The problem — The lines below, from the one containing "Where can you find the wrinkled" through the one containing "Where can you find the cheek", should be set down exactly, with no pictures and nothing else.

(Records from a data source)
*** Begin section ***
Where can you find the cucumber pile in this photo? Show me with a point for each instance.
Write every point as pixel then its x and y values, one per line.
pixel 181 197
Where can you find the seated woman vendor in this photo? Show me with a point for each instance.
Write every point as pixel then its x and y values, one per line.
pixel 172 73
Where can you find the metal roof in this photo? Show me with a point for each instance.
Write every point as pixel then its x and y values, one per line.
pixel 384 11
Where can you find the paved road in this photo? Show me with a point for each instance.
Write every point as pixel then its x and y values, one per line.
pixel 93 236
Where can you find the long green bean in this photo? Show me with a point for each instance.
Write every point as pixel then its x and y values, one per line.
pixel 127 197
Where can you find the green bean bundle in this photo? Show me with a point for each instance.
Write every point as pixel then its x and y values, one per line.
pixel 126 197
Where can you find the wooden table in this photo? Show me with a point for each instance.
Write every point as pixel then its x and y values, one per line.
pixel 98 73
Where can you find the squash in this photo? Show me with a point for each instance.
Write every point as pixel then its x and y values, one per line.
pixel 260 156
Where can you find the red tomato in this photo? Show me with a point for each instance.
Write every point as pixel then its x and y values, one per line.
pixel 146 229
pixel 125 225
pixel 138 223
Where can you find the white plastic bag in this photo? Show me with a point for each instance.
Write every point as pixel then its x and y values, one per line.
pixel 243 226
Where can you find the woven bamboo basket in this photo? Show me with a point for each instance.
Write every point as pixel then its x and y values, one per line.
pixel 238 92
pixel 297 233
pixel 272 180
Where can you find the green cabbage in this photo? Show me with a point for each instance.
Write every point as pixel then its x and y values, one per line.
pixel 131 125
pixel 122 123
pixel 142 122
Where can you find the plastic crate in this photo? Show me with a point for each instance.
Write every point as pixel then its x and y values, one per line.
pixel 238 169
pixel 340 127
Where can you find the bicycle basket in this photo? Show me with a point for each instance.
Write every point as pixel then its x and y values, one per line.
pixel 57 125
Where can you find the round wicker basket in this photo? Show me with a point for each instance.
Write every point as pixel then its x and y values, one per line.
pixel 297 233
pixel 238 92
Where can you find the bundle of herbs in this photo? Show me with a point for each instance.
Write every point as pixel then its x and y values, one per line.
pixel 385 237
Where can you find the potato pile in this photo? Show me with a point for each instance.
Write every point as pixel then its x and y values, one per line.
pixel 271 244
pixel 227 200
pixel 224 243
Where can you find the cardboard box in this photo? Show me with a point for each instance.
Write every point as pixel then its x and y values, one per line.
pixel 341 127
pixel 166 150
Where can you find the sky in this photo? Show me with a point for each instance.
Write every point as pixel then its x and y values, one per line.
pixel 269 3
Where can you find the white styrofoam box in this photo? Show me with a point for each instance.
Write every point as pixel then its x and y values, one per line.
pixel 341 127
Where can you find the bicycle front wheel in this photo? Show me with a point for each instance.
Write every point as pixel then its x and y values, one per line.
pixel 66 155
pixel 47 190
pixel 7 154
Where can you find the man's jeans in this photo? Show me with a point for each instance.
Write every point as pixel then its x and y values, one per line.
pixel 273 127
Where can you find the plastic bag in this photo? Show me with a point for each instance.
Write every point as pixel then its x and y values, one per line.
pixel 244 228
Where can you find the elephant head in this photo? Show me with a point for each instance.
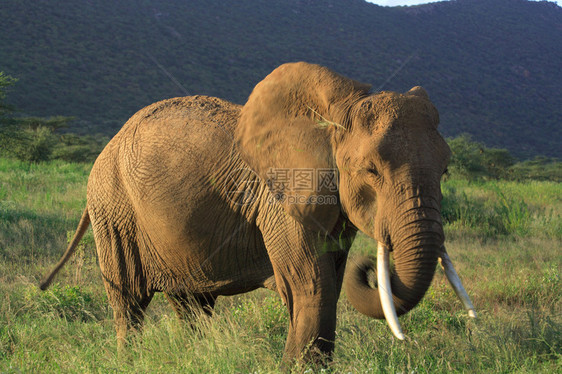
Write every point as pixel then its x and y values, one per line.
pixel 386 153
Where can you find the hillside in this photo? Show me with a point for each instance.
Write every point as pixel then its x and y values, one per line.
pixel 491 66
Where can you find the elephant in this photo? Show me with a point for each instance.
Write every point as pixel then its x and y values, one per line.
pixel 197 197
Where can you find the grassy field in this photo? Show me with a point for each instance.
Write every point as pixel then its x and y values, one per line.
pixel 504 238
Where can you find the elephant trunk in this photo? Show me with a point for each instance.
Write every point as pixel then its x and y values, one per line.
pixel 416 247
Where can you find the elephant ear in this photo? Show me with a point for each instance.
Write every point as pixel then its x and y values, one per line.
pixel 284 134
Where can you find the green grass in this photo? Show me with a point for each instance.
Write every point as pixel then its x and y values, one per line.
pixel 503 237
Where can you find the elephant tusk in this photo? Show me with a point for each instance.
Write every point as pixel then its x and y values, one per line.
pixel 455 281
pixel 385 292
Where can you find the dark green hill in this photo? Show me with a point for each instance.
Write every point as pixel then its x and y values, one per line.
pixel 491 66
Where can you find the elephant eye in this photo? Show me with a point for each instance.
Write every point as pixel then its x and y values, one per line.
pixel 373 171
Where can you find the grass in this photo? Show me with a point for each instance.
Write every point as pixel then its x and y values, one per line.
pixel 503 237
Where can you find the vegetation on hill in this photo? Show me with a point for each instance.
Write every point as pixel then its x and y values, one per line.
pixel 491 66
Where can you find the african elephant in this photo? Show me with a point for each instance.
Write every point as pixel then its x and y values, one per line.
pixel 197 197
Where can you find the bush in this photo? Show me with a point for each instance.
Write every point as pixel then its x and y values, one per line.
pixel 473 160
pixel 68 302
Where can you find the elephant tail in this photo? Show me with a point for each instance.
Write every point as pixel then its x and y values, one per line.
pixel 82 227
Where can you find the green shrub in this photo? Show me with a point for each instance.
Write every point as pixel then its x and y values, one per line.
pixel 68 302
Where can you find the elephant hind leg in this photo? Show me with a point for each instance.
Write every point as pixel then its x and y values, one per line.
pixel 125 282
pixel 128 314
pixel 189 306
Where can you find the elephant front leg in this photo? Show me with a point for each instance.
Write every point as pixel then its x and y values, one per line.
pixel 307 280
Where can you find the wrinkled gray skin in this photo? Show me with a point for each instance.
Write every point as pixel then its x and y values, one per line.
pixel 187 199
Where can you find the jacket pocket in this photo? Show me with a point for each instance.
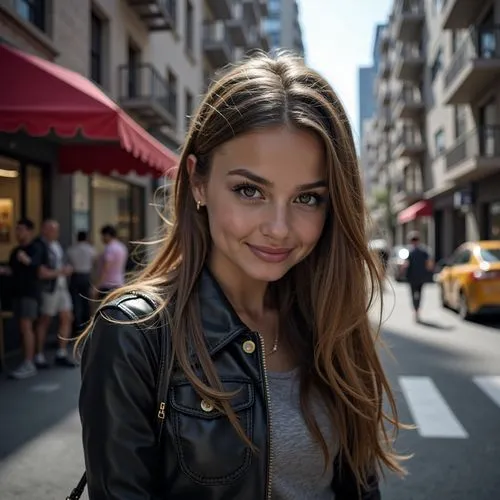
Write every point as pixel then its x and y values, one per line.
pixel 208 448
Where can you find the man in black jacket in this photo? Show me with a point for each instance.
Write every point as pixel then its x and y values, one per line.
pixel 418 266
pixel 24 263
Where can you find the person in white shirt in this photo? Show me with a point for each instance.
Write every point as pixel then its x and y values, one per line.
pixel 81 257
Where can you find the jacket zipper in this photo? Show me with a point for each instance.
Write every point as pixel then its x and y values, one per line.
pixel 268 404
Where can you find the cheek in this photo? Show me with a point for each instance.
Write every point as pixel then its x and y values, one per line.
pixel 311 228
pixel 227 219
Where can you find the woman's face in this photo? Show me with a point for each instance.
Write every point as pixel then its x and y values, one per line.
pixel 266 200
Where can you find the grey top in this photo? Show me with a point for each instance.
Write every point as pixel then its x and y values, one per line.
pixel 298 463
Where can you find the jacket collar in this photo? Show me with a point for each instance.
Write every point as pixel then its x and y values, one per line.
pixel 219 320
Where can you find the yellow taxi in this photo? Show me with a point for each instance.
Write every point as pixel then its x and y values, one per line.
pixel 470 279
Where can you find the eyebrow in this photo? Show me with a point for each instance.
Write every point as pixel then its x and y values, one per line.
pixel 243 172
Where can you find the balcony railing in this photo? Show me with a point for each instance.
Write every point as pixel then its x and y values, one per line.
pixel 482 43
pixel 217 44
pixel 145 92
pixel 158 15
pixel 483 142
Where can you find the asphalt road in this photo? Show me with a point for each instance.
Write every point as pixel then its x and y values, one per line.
pixel 446 376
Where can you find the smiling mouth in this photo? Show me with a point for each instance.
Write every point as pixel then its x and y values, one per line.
pixel 270 254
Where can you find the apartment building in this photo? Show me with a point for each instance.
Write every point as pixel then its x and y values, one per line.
pixel 283 26
pixel 437 117
pixel 231 29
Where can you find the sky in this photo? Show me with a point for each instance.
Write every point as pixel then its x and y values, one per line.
pixel 338 38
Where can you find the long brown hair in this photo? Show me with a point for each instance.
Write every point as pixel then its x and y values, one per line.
pixel 324 300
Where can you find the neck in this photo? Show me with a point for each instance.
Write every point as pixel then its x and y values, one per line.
pixel 247 296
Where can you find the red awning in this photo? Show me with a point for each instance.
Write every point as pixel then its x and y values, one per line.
pixel 420 209
pixel 42 98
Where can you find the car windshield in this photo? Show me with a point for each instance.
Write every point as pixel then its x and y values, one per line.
pixel 490 254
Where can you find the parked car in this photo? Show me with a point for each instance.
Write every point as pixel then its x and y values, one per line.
pixel 470 279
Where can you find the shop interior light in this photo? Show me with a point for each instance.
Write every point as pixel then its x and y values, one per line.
pixel 11 174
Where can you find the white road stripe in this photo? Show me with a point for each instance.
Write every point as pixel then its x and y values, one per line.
*** End section ***
Answer section —
Where can you find the wrinkled gray skin in this photo? Show me with a point for each instance.
Write every point as pixel then its x and y values, one per line.
pixel 187 199
Where can you find the jacket pocket in this photo? Show me with a point for each instance.
Write every point as pixel then its x and y values, one per line.
pixel 208 448
Where can you find the man in black jacket in this photo? Show me with a point for each instance.
Write every point as pixel then its x and y values, one per line.
pixel 418 266
pixel 24 263
Where can you find the person in white shirt in this photo? Show me with a point for each instance.
Write every point as pixel then its x and y values, one per line.
pixel 81 257
Where can you find the jacket zipper in this photo? Show me with a point for each instance.
Write every point as pixel then its x and y values, one per line.
pixel 268 404
Where can you find the cheek in this photo? Show me with a point for each instance.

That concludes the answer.